● Tasks
- 1) Answer these questions using the judgment excerpt:
(a) What amount is claimed for plumbing works?
(b) What amount does the court allow for the identified plumbing works?
(c) What remediation cost does Mr Larsson attribute to the carpentry defects?
- 2) Translate this sentence from the judgment excerpt into Spanish: "I could find no other reference in the contract or the specifications to the nature of the downpipes."

● Text segment
-*-*-

In addition, Mr Daley, a building inspector for Fair Trading, provided a supplementary list of matters said to be additional to Mr Kelly's list as a result of an inspection on about 9 June 2015. This shorter list did not indicate the remediation cost for any defect.
Mrs Gallagher annexed all these lists to her affidavit but did not otherwise refer to them in submissions. The amount claimed in the proceedings was derived solely from Mr Larsson's report in respect of the defects he identified.
I have referred to those other reports in circumstances where I have been unsatisfied with Mr Larsson's report to ascertain what, if any, amount should be awarded.
[104]
G. PLUMBING
An amount of $16,200 plus GST is claimed for plumbing works. Although 10 defects are listed, the primary item seems to be the need to replace all PVC downpipes with Colorbond coated metal. Mr Larsson referred to a construction plan A-01-01 that "calls for the material for all downpipes to be of Colorbond material".
The copy of plan A-01-01 in evidence is so poor that it does not allow that matter to be confirmed, and despite an invitation to the plaintiff, no clearer copy was supplied to the Court.
There is a final heading on the poor copy of A-01-01, which appears to say "roofing material" and it might state, "downpipes colorbond". I could find no other reference in the contract or the specifications to the nature of the downpipes.
None of the other defect reports refer to any plumbing defect. Neither of those reports, nor any other correspondence from Mr or Mrs Gallagher to the builder complain about or refer to the use of PVC downpipes.
I accept that some of the plumbing items listed by Mr Larsson are defects. The downpipes are too close to the finished surface of the house to allow clear inspection for termites (Larsson at [109]); the level of the dry floor waste is incorrect (Larsson at [114]), a defect also reported by Mr Kelly (defect 65) who assessed the remediation cost at $1,800, and the garage pipe works are not finished to a proper standard (a matter with which Mr Kelly appeared to agree and assessed at $450). I am not persuaded that the hot water relief valve is a defect. I should allow GST and a builder's allowance of 20% for the remediation work.
Some of the downpipes may need to be replaced as being too close to the wall in line with the defect I have identified above. Mr Kelly identified a similar problem with a separate pipe (defect 65) and assessed a remediation cost at $650. So a change of two pipes might be costed at approximately $1,300.
I propose to allow $5,000 for the identified plumbing works. It follows that on the evidence, I am not satisfied of an obligation to replace all the downpipes. The amount allowed is $5,000.
[105]
H. CARPENTRY
Mr Larsson lists 18 defects and attributes a remediation cost of $66,592 plus GST. The primary defect referred to by Mr Larsson in oral evidence was the use of the wrong type of timber for the pergola structures. He said that the timber was inappropriate for outdoor use. Mr Larsson determined this from a stamp on part of a pergola. However, that evidence leaves uncertain whether all of the timber in each of the pergolas connected to the house utilises the same inappropriate material.

-*-*-

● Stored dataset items
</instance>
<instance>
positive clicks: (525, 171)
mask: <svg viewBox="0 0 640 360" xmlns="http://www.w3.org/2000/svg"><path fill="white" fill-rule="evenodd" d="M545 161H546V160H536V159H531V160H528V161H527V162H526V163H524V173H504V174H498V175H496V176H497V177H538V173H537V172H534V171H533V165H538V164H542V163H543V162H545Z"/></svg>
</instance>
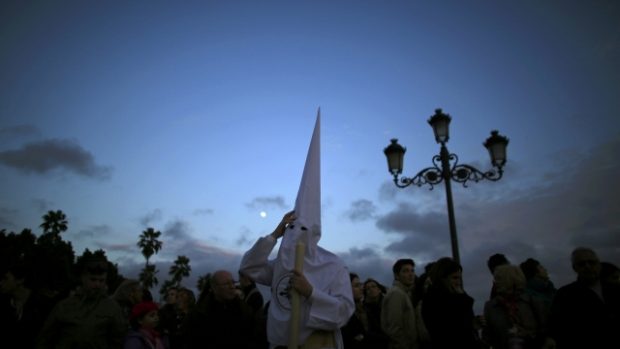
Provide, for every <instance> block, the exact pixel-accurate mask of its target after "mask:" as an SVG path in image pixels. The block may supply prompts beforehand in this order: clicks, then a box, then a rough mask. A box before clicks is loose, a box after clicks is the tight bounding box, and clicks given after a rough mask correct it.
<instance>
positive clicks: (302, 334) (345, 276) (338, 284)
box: [240, 230, 355, 349]
mask: <svg viewBox="0 0 620 349" xmlns="http://www.w3.org/2000/svg"><path fill="white" fill-rule="evenodd" d="M288 233H289V231H288V230H287V234H288ZM285 236H286V234H285ZM283 243H284V241H283ZM275 245H276V241H275V239H274V238H273V237H272V236H271V235H268V236H266V237H262V238H260V239H258V241H257V242H256V243H255V244H254V246H252V248H251V249H250V250H248V251H247V252H246V253H245V254H244V256H243V258H242V260H241V267H240V269H241V271H242V272H244V273H246V274H247V275H248V276H250V277H251V278H252V279H254V280H255V281H256V282H257V283H259V284H262V285H267V286H271V303H270V306H269V313H268V317H267V339H268V340H269V343H270V345H271V348H273V347H275V346H277V345H283V346H286V345H288V337H289V330H290V324H289V320H290V315H291V311H290V309H291V305H290V304H291V303H290V297H288V294H287V292H286V288H287V286H288V280H289V277H290V275H291V269H292V268H291V269H287V268H285V267H284V265H283V263H282V260H281V258H280V257H281V256H280V255H279V256H278V257H277V258H276V259H274V260H268V258H269V254H270V253H271V251H272V250H273V248H274V247H275ZM308 247H310V246H306V248H307V249H308ZM309 249H310V250H313V251H312V252H313V253H312V254H311V255H310V256H309V255H308V254H306V257H305V258H304V269H303V273H304V275H305V277H306V279H307V280H308V281H309V282H310V284H311V285H312V287H313V290H312V295H311V296H310V297H309V298H308V299H305V298H303V297H302V301H301V311H300V313H301V321H300V325H301V326H300V331H299V343H300V344H303V343H304V342H305V341H306V339H307V338H308V336H309V335H310V334H311V333H312V332H313V331H314V330H327V331H333V333H334V339H335V340H336V348H338V349H342V348H343V344H342V336H341V334H340V327H342V326H344V325H345V324H346V323H347V321H348V320H349V318H350V317H351V315H352V314H353V312H354V311H355V303H354V301H353V292H352V290H351V282H350V279H349V272H348V270H347V269H346V268H345V266H344V264H343V263H342V261H341V260H340V259H339V258H338V257H337V256H336V255H334V254H333V253H331V252H329V251H326V250H324V249H323V248H321V247H319V246H316V245H315V246H311V247H310V248H309ZM279 252H280V253H282V252H283V250H282V249H281V250H280V251H279ZM307 252H309V251H307Z"/></svg>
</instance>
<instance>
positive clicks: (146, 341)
mask: <svg viewBox="0 0 620 349" xmlns="http://www.w3.org/2000/svg"><path fill="white" fill-rule="evenodd" d="M129 322H130V324H131V330H130V331H129V333H128V334H127V335H126V336H125V341H124V344H123V349H170V346H169V344H168V338H167V337H166V336H165V335H162V334H161V333H159V331H157V327H158V324H159V306H158V305H157V304H156V303H154V302H153V301H145V302H140V303H138V304H136V305H134V306H133V307H132V309H131V313H130V315H129Z"/></svg>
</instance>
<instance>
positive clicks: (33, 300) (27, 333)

-*-*-

● Results in order
- 1)
(a) $16,200 plus GST
(b) $5,000
(c) $66,592 plus GST

- 2) No pude encontrar ninguna otra referencia en el contrato ni en las especificaciones a la naturaleza de los bajantes.